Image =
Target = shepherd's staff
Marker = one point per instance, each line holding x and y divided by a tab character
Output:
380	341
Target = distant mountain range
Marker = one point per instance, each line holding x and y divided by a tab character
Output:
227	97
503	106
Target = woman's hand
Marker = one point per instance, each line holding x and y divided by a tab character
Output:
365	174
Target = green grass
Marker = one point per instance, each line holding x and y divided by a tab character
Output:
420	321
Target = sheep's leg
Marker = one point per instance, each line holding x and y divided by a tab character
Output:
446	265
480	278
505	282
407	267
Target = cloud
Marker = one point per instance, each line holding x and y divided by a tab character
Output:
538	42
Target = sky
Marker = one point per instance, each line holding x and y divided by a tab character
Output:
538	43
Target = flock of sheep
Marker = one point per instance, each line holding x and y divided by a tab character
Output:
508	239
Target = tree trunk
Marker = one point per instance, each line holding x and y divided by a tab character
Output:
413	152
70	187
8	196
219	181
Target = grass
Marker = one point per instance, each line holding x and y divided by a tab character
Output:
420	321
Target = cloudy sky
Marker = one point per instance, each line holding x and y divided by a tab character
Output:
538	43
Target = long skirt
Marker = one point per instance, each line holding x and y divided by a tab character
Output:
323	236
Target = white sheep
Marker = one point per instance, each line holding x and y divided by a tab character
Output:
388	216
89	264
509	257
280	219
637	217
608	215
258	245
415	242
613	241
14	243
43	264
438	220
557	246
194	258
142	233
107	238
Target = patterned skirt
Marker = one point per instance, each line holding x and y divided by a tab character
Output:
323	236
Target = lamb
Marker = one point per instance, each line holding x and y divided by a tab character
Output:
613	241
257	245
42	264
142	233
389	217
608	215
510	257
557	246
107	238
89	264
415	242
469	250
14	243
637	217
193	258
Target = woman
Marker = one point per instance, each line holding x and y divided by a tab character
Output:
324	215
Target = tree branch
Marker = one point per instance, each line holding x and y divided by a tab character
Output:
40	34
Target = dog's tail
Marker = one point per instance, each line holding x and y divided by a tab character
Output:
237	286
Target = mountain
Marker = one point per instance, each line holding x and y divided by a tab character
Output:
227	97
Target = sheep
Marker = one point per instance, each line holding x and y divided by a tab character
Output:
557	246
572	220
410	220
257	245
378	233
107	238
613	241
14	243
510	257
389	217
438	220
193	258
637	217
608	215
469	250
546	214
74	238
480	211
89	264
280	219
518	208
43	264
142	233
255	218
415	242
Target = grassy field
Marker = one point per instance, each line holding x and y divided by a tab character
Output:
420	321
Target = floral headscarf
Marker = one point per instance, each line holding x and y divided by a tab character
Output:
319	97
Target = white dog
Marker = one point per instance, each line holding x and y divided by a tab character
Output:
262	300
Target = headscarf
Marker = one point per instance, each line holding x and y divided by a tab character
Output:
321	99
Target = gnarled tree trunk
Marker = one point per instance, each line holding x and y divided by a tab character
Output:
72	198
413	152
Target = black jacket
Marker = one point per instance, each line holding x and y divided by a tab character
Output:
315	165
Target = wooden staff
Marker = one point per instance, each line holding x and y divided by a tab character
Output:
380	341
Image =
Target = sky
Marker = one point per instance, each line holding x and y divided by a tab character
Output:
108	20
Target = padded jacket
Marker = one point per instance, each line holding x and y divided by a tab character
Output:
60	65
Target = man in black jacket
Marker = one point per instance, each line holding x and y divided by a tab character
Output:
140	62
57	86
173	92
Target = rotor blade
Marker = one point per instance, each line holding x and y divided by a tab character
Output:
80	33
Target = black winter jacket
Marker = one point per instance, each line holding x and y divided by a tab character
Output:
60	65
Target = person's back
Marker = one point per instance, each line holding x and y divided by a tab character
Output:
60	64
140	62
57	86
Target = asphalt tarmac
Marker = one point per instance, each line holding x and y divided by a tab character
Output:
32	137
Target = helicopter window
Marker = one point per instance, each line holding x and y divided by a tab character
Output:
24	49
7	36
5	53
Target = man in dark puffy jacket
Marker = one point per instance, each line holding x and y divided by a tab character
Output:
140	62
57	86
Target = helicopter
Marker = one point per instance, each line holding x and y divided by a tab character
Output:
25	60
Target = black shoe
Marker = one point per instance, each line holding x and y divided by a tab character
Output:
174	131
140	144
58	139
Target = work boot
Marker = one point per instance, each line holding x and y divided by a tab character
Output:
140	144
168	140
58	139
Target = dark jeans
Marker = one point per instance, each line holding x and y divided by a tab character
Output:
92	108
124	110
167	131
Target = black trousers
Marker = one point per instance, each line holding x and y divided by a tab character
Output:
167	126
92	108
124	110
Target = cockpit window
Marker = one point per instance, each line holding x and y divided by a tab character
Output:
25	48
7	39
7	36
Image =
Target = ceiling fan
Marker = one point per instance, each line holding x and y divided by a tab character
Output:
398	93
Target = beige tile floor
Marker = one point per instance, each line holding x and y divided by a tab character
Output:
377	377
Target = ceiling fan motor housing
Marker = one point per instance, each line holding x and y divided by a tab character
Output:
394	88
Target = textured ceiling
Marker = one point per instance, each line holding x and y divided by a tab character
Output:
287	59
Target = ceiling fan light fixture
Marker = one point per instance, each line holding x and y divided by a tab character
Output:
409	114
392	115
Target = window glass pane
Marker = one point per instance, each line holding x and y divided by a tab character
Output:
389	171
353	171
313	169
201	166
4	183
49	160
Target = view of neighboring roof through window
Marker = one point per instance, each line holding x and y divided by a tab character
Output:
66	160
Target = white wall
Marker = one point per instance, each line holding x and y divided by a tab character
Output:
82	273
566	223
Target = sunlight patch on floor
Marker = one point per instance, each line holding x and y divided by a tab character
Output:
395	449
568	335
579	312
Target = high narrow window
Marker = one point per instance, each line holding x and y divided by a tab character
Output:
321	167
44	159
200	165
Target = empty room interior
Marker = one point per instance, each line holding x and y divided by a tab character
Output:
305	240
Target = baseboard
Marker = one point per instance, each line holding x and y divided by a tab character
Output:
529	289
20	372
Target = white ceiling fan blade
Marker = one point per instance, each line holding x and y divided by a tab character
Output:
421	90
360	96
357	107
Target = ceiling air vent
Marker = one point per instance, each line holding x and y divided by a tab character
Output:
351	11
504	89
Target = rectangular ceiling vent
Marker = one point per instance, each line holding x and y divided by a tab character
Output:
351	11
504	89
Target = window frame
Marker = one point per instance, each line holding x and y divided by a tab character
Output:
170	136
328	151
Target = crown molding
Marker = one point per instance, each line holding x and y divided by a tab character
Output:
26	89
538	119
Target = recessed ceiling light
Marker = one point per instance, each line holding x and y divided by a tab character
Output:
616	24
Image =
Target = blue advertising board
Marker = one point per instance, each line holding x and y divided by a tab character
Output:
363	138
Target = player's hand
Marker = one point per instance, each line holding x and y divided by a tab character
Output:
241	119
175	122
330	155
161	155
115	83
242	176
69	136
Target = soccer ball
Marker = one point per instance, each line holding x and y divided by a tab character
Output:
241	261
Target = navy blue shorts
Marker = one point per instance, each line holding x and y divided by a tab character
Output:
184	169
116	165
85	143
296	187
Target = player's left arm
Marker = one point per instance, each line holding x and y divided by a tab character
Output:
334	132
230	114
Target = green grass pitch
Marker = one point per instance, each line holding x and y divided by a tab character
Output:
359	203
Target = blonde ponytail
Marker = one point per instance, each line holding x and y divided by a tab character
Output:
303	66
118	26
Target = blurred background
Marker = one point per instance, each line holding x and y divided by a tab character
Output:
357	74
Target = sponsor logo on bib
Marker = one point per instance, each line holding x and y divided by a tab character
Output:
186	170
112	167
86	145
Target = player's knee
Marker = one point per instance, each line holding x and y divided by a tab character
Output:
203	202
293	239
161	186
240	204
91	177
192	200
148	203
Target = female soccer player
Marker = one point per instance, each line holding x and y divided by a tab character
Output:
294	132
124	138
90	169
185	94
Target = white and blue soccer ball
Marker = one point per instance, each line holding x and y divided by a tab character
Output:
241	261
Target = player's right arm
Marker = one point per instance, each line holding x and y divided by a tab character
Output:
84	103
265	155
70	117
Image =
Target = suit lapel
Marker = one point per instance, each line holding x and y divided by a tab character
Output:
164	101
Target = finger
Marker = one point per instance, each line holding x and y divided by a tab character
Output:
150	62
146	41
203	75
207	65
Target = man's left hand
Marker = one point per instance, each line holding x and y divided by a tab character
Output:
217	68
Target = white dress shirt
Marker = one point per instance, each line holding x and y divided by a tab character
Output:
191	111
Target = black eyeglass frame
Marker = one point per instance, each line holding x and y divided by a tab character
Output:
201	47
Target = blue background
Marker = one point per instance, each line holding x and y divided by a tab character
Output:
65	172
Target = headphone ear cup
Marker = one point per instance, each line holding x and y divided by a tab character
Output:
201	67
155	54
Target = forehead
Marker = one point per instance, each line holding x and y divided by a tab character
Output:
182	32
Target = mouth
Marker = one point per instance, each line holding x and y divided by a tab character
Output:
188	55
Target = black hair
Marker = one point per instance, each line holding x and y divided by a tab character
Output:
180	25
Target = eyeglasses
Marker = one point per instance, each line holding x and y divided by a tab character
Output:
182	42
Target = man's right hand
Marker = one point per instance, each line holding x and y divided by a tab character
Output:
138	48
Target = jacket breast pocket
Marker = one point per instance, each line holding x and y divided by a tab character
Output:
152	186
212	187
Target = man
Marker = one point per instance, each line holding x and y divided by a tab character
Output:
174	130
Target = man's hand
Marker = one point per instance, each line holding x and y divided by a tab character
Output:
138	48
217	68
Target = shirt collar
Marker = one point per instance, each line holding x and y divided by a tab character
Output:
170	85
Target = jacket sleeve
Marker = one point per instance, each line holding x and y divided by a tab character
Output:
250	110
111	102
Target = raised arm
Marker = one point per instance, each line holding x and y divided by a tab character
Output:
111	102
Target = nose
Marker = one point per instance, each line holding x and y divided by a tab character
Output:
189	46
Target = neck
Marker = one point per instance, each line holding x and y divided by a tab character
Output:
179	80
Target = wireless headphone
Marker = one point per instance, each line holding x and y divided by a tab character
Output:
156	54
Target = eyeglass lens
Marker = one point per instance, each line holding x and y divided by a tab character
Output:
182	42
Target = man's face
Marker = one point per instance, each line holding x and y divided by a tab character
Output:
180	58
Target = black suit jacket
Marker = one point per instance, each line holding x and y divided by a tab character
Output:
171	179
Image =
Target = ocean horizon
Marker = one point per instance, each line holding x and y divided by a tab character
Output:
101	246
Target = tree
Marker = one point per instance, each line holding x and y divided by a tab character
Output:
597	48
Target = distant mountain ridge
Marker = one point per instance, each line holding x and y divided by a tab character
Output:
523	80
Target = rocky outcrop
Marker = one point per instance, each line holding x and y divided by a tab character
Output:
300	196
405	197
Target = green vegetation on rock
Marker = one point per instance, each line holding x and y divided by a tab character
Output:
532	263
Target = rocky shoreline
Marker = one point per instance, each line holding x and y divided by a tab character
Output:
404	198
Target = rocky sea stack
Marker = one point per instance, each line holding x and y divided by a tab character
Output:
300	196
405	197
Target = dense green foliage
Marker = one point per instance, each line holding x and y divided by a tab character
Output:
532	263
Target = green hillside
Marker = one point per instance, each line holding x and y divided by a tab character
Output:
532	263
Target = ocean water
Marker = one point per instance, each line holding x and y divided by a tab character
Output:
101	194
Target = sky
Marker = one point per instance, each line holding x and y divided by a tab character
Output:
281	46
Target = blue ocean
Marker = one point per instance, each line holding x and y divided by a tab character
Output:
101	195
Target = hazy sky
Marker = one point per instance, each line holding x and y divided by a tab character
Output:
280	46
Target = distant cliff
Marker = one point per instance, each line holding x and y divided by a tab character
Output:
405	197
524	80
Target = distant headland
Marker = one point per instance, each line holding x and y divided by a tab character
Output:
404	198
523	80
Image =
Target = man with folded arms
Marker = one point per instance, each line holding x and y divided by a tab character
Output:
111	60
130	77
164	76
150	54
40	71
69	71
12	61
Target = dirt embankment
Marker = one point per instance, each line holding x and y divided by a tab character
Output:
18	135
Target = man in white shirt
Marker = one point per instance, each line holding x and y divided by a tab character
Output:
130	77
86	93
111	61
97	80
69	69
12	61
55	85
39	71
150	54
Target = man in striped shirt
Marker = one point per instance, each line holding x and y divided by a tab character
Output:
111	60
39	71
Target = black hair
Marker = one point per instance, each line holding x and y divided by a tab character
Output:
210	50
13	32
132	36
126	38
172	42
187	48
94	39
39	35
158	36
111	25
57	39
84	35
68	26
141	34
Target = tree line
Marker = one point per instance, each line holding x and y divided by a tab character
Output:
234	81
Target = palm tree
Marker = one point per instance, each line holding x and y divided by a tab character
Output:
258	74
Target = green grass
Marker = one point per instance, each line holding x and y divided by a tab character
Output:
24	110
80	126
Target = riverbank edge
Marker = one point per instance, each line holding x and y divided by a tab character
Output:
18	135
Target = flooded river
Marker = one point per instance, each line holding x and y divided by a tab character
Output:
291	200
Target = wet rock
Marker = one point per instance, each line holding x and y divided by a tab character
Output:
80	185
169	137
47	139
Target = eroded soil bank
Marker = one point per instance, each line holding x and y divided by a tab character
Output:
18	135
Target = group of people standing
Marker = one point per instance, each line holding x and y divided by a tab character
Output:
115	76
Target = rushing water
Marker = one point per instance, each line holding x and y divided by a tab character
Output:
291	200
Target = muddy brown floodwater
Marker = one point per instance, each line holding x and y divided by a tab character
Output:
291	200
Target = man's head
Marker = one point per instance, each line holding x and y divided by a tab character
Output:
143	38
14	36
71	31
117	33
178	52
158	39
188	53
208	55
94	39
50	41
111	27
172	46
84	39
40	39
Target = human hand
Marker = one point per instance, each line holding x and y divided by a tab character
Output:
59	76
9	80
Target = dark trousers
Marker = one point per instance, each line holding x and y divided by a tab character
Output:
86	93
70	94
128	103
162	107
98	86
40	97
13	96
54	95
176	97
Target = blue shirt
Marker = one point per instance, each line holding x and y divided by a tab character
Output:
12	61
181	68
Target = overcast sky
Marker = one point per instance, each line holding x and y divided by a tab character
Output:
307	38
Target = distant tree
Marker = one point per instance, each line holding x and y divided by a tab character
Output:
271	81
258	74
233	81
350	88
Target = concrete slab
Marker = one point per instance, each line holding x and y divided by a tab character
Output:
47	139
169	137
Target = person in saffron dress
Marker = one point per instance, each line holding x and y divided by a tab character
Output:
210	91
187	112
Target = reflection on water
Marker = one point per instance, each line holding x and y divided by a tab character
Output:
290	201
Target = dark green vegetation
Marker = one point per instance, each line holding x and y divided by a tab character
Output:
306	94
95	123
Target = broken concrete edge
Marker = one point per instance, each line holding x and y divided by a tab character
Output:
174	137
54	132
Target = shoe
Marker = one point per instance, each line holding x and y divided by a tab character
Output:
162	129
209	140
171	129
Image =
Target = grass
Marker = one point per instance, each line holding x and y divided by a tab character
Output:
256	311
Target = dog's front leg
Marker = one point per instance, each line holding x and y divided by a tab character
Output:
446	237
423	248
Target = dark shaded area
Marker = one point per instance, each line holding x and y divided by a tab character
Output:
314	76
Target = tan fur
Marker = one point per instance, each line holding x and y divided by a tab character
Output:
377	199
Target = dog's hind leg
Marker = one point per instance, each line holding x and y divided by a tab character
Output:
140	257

● What this task involves: Going down the listing above, begin printing at the line with "Target = patterned skirt" and finish with the line with "Target = black jacket", exactly as they appear.

● Task solution:
Target = patterned skirt
Marker = one point per instance, each line holding x and y divided by a tab character
Output:
323	236
Target = lamb
Marker = one point per instance, each line holding x and y divided by a tab character
Output:
613	241
257	245
42	264
142	233
389	217
608	215
510	257
557	246
107	238
89	264
415	242
469	250
14	243
637	217
193	258
Target = woman
Marker = one point per instance, each line holding x and y divided by a tab character
Output:
324	215
Target = tree branch
Marker = one point per instance, each line holding x and y divided by a tab character
Output:
40	34
Target = dog's tail
Marker = one point per instance, each line holding x and y divided by a tab character
Output:
237	286
Target = mountain
Marker = one point per instance, each line holding x and y divided by a tab character
Output:
227	97
Target = sheep
Marker = one point per instance, each line holding x and y divided by a tab character
Output:
557	246
572	220
410	220
257	245
378	233
107	238
613	241
14	243
510	257
389	217
438	220
193	258
637	217
608	215
469	250
546	214
74	238
480	211
89	264
280	219
518	208
43	264
142	233
255	218
415	242
Target = grassy field
Marker = one point per instance, each line holding x and y divided by a tab character
Output:
420	321
Target = floral headscarf
Marker = one point per instance, each line holding x and y divided by a tab character
Output:
319	97
Target = white dog
Marker = one point per instance, each line holding x and y divided by a tab character
Output:
262	300
Target = headscarf
Marker = one point per instance, each line holding x and y divided by a tab character
Output:
321	99
Target = gnarled tree trunk
Marker = one point per instance, each line holding x and y divided by a tab character
Output:
72	198
413	152
Target = black jacket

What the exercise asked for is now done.